_Page extract_
-*-*-
Consumer Group Wins Access to Drug Data
March 12, 1998
Consumer Group Wins Access to Drug Data
Washington, D.C. — A federal judge has ruled that the Food and Drug Administration must release safety and effectiveness information about experimental drugs once manufacturers abandon efforts to seek approval for the drugs, except in extraordinary circumstances.
Public Citizen sought access under the Freedom of Information Act (FOIA) to safety and effectiveness information for four experimental drugs that were being tested on humans as part of the FDA’s Investigational New Drug Application (“IND”) process. The testing of each drug was halted because of health or safety concerns. The two manufacturers of the experimental drugs — Schering Corp. and Hoechst Marion Roussel — intervened in the case to fight release of the data.
“The court’s decision not only provides public access to particular drug safety information in this case but guarantees that the public will generally have access to information about drugs that have been abandoned because they pose unreasonable risks to patients,” said Lucinda Sikes, staff attorney for Public Citizen Litigation Group. “Congress recognized that the public should have access to this data, but until now the information was generally held secret by the FDA at the insistence of drug companies.”
-*-*-
_Material provided_
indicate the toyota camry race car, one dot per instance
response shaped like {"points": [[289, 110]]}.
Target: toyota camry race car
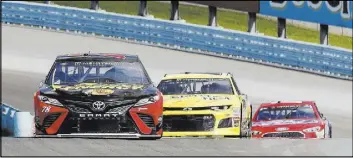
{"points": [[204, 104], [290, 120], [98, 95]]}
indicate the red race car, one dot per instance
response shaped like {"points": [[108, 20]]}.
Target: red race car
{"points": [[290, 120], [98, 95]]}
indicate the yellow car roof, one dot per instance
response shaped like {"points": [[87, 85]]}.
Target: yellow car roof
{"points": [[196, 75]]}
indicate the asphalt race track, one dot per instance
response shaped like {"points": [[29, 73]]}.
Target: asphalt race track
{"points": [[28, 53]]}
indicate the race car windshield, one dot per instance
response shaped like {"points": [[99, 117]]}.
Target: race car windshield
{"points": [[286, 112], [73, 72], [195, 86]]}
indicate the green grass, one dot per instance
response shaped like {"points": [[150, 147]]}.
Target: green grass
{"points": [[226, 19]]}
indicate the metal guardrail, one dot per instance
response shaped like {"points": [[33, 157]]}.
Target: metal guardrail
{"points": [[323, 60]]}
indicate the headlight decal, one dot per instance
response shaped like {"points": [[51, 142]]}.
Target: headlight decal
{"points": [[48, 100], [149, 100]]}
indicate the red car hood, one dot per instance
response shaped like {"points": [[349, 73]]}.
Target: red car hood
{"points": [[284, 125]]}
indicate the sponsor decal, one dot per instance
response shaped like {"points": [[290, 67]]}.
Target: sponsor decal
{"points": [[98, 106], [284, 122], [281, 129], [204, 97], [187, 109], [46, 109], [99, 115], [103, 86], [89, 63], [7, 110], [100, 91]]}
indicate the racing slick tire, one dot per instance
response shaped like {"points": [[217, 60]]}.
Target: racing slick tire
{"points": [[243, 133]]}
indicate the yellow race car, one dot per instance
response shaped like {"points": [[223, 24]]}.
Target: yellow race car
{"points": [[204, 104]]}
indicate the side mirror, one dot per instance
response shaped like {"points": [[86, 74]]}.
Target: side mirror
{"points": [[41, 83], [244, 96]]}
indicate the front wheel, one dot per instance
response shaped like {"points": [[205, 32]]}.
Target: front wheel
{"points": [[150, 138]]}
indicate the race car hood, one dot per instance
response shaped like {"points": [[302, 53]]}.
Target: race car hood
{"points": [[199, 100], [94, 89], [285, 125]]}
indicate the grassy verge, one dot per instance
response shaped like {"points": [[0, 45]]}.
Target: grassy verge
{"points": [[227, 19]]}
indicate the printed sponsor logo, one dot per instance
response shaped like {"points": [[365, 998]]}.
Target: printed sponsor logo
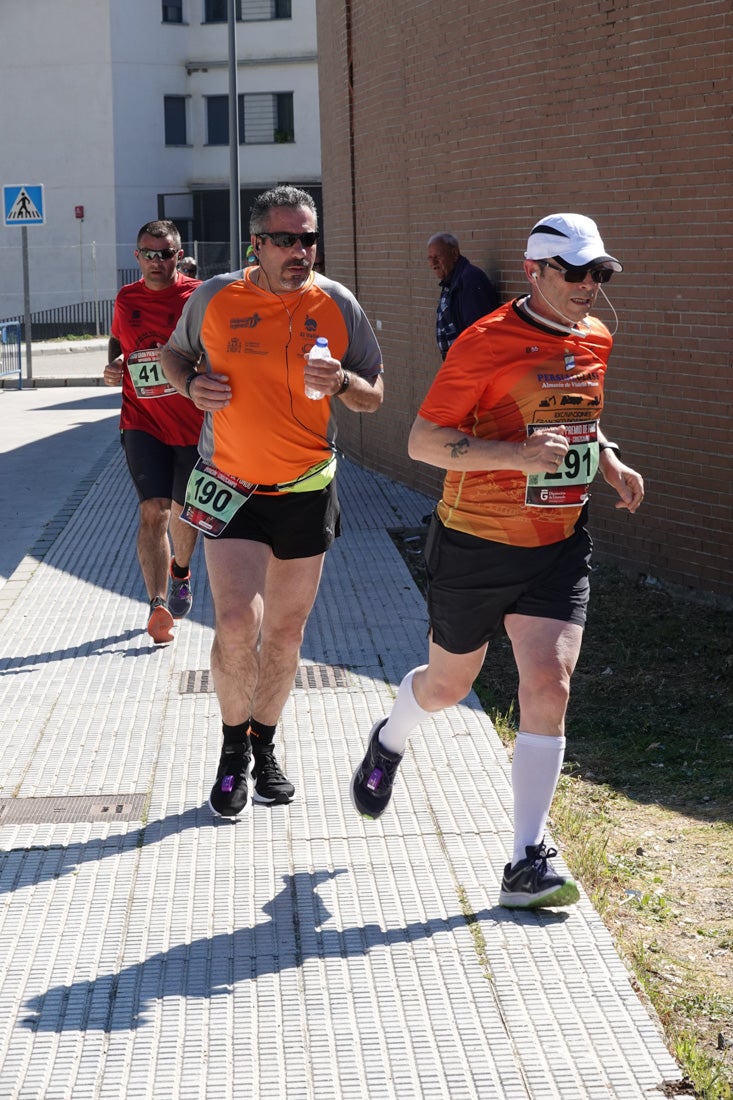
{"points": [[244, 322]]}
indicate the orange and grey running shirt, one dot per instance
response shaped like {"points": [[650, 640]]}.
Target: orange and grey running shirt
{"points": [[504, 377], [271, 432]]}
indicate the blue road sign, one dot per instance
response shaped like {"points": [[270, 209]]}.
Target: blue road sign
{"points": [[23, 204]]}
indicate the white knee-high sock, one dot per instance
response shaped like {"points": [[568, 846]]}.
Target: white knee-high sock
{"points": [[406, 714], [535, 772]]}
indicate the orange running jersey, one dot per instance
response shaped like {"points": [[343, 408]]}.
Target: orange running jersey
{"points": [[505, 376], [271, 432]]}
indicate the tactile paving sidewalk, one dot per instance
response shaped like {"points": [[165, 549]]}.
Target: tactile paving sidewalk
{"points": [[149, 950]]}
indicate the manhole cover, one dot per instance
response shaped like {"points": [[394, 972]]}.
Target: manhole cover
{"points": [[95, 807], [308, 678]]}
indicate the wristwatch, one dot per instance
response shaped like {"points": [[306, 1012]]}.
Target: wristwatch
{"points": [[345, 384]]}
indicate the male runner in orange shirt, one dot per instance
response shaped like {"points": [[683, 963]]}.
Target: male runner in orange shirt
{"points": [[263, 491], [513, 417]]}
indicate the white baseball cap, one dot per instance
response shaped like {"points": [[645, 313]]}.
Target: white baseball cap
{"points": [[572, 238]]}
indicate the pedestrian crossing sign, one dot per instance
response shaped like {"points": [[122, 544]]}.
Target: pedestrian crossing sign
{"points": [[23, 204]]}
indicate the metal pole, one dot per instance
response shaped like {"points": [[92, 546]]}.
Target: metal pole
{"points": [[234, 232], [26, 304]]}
-*-*-
_Assignment A_
Please answer these questions from the drug data article:
(i) Under which law did Public Citizen seek access to the information?
(ii) Which two manufacturers intervened in the case?
(iii) What position did Lucinda Sikes hold?
_Assignment B_
Carry the drug data article forward from its final sentence.
The material was drawn from a different source than the drug data article.

_Task response A_
(i) The Freedom of Information Act (FOIA).
(ii) Schering Corp. and Hoechst Marion Roussel.
(iii) Staff attorney for Public Citizen Litigation Group.

_Task response B_
In a March 11 ruling, U.S. District Judge Royce Lamberth of Washington, D.C., found that a provision of the Waxman-Hatch Amendments to the Food, Drug and Cosmetic Act in 1984 requires that safety and effectiveness data be released to the public when no work is going to be undertaken to have the drug approved and no extraordinary circumstances exist.
Based on this disclosure provision, Lamberth ordered disclosure of data concerning three experimental drugs sponsored by Schering, because Schering conceded that it has abandoned their development and did not point to any “extraordinary, uncommon or otherwise atypical” circumstances that differentiate the competitive value of its data from the data concerning any other abandoned drug.
Lamberth did not order disclosure of data concerning HMR’s experimental drug because he was satisfied that HMR had not abandoned pursuit of FDA approval for its drug.
In earlier phases of the litigation, Public Citizen obtained access to tens of thousands of pages of drug safety data related to the experimental drugs of four other drug companies when those companies withdrew their objections to the release of the information.